## Exercise inputs
• • •

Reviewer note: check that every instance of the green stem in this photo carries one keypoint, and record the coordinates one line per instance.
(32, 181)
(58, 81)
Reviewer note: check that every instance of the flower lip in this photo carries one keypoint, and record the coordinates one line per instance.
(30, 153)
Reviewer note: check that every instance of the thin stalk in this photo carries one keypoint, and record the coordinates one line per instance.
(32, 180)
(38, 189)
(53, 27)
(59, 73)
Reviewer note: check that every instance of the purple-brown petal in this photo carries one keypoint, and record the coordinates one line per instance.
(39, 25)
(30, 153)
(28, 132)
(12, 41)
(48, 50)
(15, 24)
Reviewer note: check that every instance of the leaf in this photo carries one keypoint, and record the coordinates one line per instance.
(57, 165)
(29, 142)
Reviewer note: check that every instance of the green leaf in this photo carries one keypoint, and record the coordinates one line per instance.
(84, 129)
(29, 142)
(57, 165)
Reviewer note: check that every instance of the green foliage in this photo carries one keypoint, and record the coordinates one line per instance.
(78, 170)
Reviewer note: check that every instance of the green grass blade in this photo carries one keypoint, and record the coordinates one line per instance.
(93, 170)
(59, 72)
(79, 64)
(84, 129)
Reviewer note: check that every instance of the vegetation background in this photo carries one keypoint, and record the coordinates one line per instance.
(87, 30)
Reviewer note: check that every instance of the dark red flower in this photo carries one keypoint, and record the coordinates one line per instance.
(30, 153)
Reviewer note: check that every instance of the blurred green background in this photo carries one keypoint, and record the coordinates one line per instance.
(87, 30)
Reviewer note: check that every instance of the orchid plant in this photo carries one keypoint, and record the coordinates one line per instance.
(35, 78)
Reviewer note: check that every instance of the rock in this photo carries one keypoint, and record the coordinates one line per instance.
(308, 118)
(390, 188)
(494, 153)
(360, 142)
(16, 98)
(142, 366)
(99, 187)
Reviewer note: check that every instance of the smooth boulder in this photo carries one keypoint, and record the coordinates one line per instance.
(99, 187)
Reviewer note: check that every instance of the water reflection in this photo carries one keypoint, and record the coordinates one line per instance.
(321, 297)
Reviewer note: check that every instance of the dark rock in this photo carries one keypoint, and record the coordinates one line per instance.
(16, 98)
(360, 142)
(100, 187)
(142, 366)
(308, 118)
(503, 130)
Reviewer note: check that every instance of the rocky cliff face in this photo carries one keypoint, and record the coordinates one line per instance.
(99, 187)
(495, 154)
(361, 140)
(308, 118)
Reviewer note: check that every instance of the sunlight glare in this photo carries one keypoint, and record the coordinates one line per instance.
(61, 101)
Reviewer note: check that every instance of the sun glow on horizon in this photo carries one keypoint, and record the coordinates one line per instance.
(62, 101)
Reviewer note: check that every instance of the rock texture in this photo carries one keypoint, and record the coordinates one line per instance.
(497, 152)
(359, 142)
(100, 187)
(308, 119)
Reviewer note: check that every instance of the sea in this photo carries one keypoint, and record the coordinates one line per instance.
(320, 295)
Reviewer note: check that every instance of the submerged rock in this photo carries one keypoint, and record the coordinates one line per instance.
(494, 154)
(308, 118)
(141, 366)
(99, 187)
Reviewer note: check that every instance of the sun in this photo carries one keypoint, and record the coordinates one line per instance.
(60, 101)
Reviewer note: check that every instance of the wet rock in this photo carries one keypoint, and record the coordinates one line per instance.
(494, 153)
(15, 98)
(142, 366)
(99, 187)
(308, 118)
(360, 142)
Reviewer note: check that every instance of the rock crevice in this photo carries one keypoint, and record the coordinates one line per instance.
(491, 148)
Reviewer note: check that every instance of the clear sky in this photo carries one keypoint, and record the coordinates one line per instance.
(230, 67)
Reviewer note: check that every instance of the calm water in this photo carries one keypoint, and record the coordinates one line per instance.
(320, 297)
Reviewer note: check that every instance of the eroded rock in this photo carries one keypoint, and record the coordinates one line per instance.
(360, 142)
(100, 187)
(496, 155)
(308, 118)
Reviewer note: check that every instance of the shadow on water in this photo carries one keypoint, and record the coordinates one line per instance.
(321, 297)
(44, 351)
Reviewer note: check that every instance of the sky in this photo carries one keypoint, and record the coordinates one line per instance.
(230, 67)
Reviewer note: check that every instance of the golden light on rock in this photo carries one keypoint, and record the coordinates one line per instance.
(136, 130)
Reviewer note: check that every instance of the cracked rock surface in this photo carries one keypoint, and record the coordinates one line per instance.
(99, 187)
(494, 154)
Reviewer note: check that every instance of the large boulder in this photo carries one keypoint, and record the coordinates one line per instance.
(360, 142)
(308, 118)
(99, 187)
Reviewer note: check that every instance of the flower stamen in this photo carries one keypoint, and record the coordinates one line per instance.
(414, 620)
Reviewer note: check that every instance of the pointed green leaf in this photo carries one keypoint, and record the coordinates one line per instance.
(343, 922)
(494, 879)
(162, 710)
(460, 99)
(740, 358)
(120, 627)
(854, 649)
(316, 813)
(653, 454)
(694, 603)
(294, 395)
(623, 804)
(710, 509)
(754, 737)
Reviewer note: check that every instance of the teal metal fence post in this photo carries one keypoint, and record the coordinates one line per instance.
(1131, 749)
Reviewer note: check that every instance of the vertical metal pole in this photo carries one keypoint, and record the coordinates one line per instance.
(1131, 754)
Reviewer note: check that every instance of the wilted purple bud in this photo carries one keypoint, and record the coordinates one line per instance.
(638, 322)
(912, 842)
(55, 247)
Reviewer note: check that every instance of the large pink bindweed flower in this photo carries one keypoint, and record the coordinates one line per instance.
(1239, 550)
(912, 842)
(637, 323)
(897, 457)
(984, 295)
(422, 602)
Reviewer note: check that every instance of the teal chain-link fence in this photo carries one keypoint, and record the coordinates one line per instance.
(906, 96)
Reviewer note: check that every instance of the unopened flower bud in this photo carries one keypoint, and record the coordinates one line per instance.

• • •

## Exercise aim
Reproduce all the data word for word.

## Finished task
Reviewer note: check that every instance of the green stem in this photo carries one keypoint, and record the coordinates one line per instance.
(32, 181)
(58, 81)
Reviewer note: check that every instance of the flower lip in this photo carries one keypoint, and record the coordinates one line per instance.
(30, 153)
Reviewer note: check that every instance of the thin stalk in this photo carries one keypoint, and record the coordinates one line per instance.
(32, 180)
(38, 189)
(53, 27)
(59, 73)
Reviewer note: check that every instance of the purple-brown petal in this photo carries one keypoint, and record the coordinates one line per instance.
(39, 25)
(30, 153)
(28, 132)
(12, 41)
(48, 50)
(15, 24)
Reviewer note: check that every instance of the leaf in this photo carries one keypoint, and record the coordinates one line per instance.
(57, 165)
(29, 142)
Reviewer note: check that every instance of the green leaf in this photo carries one keypoint, and record the coordinates one line per instance.
(84, 129)
(29, 142)
(57, 165)
Reviewer note: check that every instance of the green foliage in this photo carries one keypoint, and record the coordinates one line per instance.
(78, 170)
Reviewer note: check that every instance of the green grass blade in this photo carries one keypoint, and record the coordinates one line per instance.
(93, 170)
(59, 72)
(79, 64)
(84, 129)
Reviewer note: check that every instance of the vegetation background in this photo carries one keypoint, and record the coordinates one line per instance.
(87, 30)
Reviewer note: check that every instance of the dark red flower in this photo carries one keypoint, and record the coordinates one line per instance.
(30, 153)
Reviewer note: check that every instance of the blurred green background in this photo carries one keypoint, and record the coordinates one line per instance.
(87, 30)
Reviewer note: check that every instance of the orchid plant in this photo carries one keypoint, and record the coordinates one line per instance.
(35, 78)
Reviewer note: check that every instance of the rock in this photo carries one keypoint, and record the coordinates one line per instance.
(308, 118)
(390, 188)
(494, 153)
(360, 142)
(16, 98)
(142, 366)
(99, 187)
Reviewer note: check that every instance of the smooth boulder in this photo carries one keypoint, and record the coordinates one line per instance.
(99, 187)
Reviewer note: check that every instance of the water reflection in this photo carries one keypoint, and record the coordinates one line per instance.
(321, 297)
Reviewer note: check that every instance of the dark rock in this photo carries one keypoint, and record the coordinates one line per instance.
(16, 98)
(360, 142)
(100, 187)
(142, 366)
(308, 118)
(503, 130)
Reviewer note: check that every instance of the rocky cliff face in this photo carries one keypoint, and record the coordinates one line per instance.
(99, 187)
(495, 154)
(361, 140)
(308, 118)
Reviewer note: check that every instance of the sunlight glare in this photo carries one keypoint, and record the coordinates one line per instance.
(61, 101)
Reviewer note: check that every instance of the sun glow on horizon in this photo carries one keypoint, and record the coordinates one line per instance.
(62, 101)
Reviewer note: check that every instance of the rock texture in this photo carries one keypoint, and record the coordinates one line per instance.
(497, 152)
(359, 142)
(100, 187)
(308, 119)
Reviewer note: check that every instance of the sea in this photo carries one keypoint, and record the coordinates one line per instance.
(320, 295)
Reviewer note: check that every instance of the submerged rock in this photo carries one keypoint, and record the coordinates one line per instance.
(494, 154)
(308, 118)
(141, 366)
(99, 187)
Reviewer note: check that every instance of the sun in this photo carries one keypoint, and record the coordinates one line per instance.
(60, 101)
Reviewer note: check that every instance of the wet rock in this photo carries one keypoint, and record the coordinates one line per instance.
(494, 153)
(15, 98)
(142, 366)
(99, 187)
(308, 118)
(360, 142)
Reviewer note: check that every instance of the rock crevice in this photo carries one keypoint, and record the coordinates one line per instance.
(491, 148)
Reviewer note: check that every instance of the clear sky in this photo carries one keypoint, and record the coordinates one line per instance.
(230, 67)
Reviewer note: check that every instance of the calm water in this photo carries one keypoint, and record the coordinates one line per instance.
(320, 297)
Reviewer note: check that every instance of the eroded rock in this photo carries one keypoint, and record the coordinates one line per instance.
(360, 142)
(100, 187)
(496, 155)
(308, 118)
Reviewer note: check that every instance of the shadow on water in this photo carries one keypoint, and record the coordinates one line per instance.
(321, 297)
(44, 351)
Reviewer note: check that every instance of the sky in this photo carries one keypoint, and record the coordinates one line per instance.
(230, 67)
Reviewer note: check that every instance of the golden light on rock in this photo carries one keypoint, and record the coordinates one line per instance.
(136, 130)
Reviewer note: check that every instance of the cracked rock surface in this photo carries one keypoint, and record the coordinates one line per instance.
(99, 187)
(494, 154)
Reviewer note: check that every instance of the large boulder in this photo carries one keypoint, and record the coordinates one line per instance.
(360, 142)
(308, 118)
(99, 187)
Reviewer note: check that every instance of the flower stamen in this photo carries one keypoint, and record the coordinates one line per instance.
(414, 620)
Reviewer note: check that every instance of the pointed green leaf in this photo carries one keypoint, and record the coordinates one line per instance.
(343, 922)
(494, 879)
(162, 710)
(460, 99)
(740, 358)
(120, 627)
(854, 649)
(316, 813)
(653, 454)
(694, 603)
(294, 395)
(623, 804)
(710, 509)
(754, 737)
Reviewer note: check that every instance of the teal metal fence post in this photo carries one keypoint, and record the coordinates one line per instance.
(1131, 749)
Reviewer note: check that every instance of the vertical metal pole in this photo carries one keypoint, and record the coordinates one line per instance.
(1131, 754)
Reviewer note: check that every instance of the wilted purple bud in this photo carries one keypoint, and record the coordinates one line per instance.
(638, 322)
(912, 842)
(55, 247)
Reviewer note: check that every instance of the large pink bindweed flower in this photo carries one keypoint, and record the coordinates one line per instance.
(1239, 550)
(912, 842)
(637, 323)
(897, 457)
(984, 295)
(422, 602)
Reviewer note: check that every instance of the teal chain-link fence in this photo carries one keypoint, and record the coordinates one line per instance.
(906, 96)
Reviewer note: check that every instance of the unopened flower bud in this photo carries one keypoint, and record the coordinates one line per instance.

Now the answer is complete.